> _Verilen Görev 1_: Levski'nin şarkıları hakkındaki aşağıdaki metne göre Levski'nin günlüğünde yer alan Hristo Botev şiirinin adı nedir?

> _Gösterilen Metin_:

/---

Bulgaristan’ın milli kahramanı Vasil Levski’nin hayatı ve davası ile ilgili tüm sayfaları saymak zor. Bunlar arasında Levski’nin şarkı söylemesi ile ilgili de enteresan bilgilere rastlıyoruz. İngiliz yazar Mersia Makdermot, “Özgürlük Havarisi” başlıklı kitabında şunları kaydediyor: Şarkı söylemek Vasil’in hayatında sadece bir zevk değilmiş, bu kendini ifade etme biçimiymiş de”.
Levski’nin mirası ile ilgili daha ziyade belgelerle ilgileniyoruz, onun devrimcilik faaliyeti ve ideolojisi ile ilgileniyoruz, ancak sanki daha ziyade Özgürlük Havarisi’nin iç dünyasına fazla yer verilmiyor.
Halk şarkıcısı, folklor uzmanı, televizyon sunucusu ve 2017’de Levski’nin doğumunun 180. Yılı vesilesi ile BNT tarafından hayata geçirilen proje ile “Pesnite na Levski” (Levski’nin şarkıları) filminin yapımcısı Daniel Spasov, şunları paylaştı: “Bize Levski’nin devrim faaliyetleri dışında, yalnız veya arkadaşları ile beraber kaldığında nasıl bir kişi olduğuna dair birçok belge ve bilgi de ulaştı”.
“Levski’nin günlüğü aracılığı ile (özel defterinde) bize nasıl şarkılar beğendiğine dair bilgiler ulaşıyor. Örneğin bu defterde “Vse za tebe mislya, mamo” (Hep seni düşünürüm) anne şarkısının sözleri yer alıyor. Bu şarkı annesine adanan çok derin, çok kişisel bir şarkı. Bu şarkının sözleri ise Levski tarafından yazıldığı tahmin edilmekte. Ayrıca Levski’nin günlüğünde Hristo Botev’in “Na proştavane” (Vedalaşırken) şiiri de yer alıyor, daha sonra bir Uyanış dönemi şarkısı olarak günümüze kadar da ulaşıyor. Ayrıca iki kilise şarkısı,ilahisinin metinleri (Dostoyno est” ve “Tropar na Sv.Sv. Kiril i Metodiy”) de defterde yer alıyor.

\---

> _Verilen Görev 2_: Aşağıdaki girdilerde "marking" dizgesini içeren satırları sayın ve yalnızca sayıyı yazın.

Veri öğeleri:
/---

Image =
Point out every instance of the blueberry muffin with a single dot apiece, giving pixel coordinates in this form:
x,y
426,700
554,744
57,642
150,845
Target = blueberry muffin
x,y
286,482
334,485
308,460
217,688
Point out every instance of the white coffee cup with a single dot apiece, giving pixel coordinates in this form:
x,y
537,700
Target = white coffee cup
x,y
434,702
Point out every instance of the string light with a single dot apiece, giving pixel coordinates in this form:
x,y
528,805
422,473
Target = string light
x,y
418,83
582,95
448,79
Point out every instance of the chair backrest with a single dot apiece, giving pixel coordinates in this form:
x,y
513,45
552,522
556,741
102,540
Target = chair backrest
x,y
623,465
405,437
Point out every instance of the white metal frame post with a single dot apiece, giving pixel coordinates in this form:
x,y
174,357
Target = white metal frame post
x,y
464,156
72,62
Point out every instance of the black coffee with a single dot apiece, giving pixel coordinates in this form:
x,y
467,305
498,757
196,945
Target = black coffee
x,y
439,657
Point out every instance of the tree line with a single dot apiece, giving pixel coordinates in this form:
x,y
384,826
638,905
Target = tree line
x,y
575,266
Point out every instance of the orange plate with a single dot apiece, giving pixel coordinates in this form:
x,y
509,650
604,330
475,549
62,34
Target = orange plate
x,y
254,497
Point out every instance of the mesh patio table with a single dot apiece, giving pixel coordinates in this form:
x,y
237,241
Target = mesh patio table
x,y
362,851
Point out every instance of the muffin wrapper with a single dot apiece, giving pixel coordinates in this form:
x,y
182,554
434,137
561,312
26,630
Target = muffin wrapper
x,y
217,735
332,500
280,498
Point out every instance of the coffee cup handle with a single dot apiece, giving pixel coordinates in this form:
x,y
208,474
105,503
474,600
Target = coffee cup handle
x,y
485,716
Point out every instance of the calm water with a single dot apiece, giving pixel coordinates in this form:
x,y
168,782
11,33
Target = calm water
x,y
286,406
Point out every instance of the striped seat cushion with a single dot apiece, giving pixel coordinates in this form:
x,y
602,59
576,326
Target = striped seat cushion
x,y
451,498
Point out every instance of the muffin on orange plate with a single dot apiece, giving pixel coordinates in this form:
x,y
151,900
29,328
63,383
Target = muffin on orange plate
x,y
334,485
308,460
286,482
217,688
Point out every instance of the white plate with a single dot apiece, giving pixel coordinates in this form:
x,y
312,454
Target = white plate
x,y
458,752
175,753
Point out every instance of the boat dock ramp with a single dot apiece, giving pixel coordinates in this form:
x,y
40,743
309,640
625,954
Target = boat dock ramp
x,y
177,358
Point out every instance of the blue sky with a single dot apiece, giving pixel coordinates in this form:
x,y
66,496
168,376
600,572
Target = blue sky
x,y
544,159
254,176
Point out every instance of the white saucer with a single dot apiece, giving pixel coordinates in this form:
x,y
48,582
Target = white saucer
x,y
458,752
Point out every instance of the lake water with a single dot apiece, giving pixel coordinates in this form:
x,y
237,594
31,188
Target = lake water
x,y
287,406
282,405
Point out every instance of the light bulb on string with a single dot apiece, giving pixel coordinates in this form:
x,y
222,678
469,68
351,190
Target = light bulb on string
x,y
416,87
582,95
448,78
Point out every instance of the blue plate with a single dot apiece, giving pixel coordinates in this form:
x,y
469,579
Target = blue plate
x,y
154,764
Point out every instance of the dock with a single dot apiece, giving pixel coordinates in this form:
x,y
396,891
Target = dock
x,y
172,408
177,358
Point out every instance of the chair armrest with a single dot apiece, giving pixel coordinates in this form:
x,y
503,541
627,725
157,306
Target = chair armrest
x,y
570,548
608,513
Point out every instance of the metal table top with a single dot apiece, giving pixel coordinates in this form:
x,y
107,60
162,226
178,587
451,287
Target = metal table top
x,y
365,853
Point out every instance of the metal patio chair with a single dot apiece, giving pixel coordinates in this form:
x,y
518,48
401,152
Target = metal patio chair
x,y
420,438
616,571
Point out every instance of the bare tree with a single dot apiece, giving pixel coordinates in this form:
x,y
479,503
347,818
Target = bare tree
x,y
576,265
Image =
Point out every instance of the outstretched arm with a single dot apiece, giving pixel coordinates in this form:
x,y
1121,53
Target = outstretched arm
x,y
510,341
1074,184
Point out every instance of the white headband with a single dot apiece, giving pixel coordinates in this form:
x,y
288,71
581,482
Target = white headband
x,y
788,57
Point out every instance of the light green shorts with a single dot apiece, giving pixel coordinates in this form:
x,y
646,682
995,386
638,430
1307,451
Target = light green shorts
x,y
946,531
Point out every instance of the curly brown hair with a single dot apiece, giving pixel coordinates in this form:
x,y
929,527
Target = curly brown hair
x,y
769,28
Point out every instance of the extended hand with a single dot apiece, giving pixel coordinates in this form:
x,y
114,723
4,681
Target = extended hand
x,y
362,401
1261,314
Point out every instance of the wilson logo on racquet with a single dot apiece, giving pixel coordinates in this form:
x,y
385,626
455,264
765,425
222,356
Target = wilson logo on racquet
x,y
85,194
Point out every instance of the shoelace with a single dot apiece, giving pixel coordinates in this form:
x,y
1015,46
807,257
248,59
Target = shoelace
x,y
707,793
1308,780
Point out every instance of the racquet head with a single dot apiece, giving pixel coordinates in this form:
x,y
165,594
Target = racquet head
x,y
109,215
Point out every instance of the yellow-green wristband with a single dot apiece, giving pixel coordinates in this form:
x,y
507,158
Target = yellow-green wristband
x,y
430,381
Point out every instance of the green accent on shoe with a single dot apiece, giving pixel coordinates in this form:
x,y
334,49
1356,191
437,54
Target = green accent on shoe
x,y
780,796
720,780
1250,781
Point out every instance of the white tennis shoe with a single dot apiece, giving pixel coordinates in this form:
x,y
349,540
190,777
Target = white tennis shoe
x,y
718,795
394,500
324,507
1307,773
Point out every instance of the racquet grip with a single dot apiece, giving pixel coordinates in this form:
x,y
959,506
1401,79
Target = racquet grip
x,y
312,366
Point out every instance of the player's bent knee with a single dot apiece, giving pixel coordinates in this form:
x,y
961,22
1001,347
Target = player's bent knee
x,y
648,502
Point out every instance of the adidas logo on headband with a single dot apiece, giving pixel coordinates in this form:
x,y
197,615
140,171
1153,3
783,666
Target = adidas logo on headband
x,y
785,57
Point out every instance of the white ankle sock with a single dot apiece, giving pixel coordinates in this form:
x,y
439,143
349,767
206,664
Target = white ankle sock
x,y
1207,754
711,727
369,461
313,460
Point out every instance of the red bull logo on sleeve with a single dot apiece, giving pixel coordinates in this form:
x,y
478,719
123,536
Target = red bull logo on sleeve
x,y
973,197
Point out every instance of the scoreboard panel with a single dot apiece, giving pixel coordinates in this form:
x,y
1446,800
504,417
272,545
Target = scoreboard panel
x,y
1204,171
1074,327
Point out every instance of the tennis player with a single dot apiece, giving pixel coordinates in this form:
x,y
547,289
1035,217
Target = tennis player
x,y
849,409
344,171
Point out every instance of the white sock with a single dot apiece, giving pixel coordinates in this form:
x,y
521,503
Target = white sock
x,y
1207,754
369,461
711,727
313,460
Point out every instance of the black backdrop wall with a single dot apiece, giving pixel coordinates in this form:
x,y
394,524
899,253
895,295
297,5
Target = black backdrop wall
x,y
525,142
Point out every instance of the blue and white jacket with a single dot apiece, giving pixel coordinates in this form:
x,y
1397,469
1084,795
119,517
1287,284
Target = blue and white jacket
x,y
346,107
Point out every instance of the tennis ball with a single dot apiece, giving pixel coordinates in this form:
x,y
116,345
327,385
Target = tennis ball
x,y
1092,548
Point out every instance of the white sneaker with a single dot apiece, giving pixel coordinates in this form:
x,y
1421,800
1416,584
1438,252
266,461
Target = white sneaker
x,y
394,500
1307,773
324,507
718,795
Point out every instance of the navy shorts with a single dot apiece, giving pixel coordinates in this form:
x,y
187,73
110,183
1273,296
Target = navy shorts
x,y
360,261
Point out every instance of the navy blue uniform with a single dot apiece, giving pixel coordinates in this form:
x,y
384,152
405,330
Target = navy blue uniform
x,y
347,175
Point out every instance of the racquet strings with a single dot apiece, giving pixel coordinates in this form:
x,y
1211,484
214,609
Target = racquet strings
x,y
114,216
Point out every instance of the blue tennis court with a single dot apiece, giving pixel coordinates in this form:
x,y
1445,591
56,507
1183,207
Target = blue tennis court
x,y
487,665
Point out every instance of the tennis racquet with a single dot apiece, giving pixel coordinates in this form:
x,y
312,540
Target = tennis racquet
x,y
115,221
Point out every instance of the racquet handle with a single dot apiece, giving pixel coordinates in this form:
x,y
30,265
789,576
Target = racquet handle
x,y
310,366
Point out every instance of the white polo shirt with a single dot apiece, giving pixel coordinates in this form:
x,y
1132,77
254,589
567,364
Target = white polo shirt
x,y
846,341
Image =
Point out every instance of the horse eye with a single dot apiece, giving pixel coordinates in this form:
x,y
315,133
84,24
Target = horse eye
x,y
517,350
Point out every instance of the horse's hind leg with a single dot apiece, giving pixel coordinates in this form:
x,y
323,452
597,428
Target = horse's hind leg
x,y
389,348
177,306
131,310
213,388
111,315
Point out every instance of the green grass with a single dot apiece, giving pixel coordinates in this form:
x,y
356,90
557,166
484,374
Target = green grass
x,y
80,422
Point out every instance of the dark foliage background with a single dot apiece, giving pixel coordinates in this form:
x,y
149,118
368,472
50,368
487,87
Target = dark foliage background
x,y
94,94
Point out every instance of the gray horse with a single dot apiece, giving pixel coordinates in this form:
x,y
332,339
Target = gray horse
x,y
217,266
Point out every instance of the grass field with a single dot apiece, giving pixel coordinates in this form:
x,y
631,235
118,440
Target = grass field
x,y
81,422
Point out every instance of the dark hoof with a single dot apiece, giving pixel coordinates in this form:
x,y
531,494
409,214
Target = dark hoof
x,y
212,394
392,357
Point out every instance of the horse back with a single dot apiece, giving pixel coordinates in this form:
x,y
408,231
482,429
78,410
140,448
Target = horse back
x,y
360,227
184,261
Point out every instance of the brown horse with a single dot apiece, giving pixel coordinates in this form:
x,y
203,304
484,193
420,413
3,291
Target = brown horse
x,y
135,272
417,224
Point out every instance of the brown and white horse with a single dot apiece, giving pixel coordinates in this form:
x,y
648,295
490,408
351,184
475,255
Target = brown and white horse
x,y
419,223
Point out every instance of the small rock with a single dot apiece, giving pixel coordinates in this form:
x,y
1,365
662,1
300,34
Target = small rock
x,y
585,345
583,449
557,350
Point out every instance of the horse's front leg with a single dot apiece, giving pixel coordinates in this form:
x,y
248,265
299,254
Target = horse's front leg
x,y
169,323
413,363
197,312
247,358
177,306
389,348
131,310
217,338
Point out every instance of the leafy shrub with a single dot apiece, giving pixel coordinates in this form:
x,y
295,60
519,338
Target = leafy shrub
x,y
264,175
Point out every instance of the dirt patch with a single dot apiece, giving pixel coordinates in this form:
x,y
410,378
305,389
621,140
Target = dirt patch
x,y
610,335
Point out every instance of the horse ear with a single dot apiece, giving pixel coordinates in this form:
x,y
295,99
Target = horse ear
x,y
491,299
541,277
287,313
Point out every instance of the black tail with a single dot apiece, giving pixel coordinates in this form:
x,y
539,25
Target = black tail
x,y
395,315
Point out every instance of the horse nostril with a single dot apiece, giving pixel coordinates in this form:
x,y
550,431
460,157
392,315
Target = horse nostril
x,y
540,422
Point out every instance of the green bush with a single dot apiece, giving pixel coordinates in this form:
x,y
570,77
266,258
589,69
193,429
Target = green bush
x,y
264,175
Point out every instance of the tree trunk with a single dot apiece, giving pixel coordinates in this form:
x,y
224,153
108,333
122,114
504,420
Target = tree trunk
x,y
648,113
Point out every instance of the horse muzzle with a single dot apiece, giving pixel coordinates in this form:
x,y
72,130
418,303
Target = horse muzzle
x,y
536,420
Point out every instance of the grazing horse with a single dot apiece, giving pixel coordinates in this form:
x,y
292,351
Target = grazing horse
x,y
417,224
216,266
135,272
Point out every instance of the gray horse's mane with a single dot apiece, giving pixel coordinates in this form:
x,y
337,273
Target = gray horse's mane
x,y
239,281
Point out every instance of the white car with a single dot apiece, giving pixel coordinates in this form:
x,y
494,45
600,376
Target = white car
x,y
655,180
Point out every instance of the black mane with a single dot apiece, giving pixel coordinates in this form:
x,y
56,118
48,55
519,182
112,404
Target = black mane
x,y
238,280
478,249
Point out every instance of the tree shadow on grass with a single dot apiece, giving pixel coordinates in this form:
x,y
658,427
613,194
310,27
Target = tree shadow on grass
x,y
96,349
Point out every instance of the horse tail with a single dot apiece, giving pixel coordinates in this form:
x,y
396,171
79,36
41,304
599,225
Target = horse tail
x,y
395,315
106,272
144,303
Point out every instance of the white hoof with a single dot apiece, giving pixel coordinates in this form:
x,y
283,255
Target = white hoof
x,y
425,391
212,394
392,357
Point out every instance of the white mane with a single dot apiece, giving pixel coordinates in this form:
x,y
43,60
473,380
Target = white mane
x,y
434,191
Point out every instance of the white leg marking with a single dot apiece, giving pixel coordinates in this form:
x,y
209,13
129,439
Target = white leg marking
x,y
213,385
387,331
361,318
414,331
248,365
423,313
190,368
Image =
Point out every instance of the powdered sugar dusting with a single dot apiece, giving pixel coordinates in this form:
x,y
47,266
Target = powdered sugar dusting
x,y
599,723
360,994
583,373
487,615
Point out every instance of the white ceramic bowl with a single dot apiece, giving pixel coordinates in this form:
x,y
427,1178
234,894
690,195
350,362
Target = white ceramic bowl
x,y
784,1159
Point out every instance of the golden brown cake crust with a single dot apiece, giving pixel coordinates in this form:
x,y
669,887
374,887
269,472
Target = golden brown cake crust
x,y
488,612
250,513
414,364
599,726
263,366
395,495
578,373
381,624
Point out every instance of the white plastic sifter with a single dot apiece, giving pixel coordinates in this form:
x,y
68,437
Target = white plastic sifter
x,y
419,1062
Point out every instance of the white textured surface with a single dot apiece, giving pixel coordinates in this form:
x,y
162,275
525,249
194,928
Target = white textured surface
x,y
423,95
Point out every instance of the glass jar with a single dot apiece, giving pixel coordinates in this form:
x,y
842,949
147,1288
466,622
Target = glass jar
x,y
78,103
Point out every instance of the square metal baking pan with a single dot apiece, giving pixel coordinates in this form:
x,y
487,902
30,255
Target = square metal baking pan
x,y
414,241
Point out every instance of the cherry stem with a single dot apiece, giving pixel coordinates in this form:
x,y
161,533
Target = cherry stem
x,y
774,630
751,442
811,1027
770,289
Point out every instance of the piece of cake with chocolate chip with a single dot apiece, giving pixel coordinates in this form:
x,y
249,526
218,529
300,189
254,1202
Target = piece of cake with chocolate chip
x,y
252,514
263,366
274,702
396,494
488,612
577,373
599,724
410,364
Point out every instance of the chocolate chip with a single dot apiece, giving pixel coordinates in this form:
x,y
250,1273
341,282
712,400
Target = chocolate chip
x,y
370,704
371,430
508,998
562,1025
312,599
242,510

\---

> _Doğru Sonuç 1_: "Na proştavane" (Vedalaşırken)

> _Doğru Sonuç 2_: 2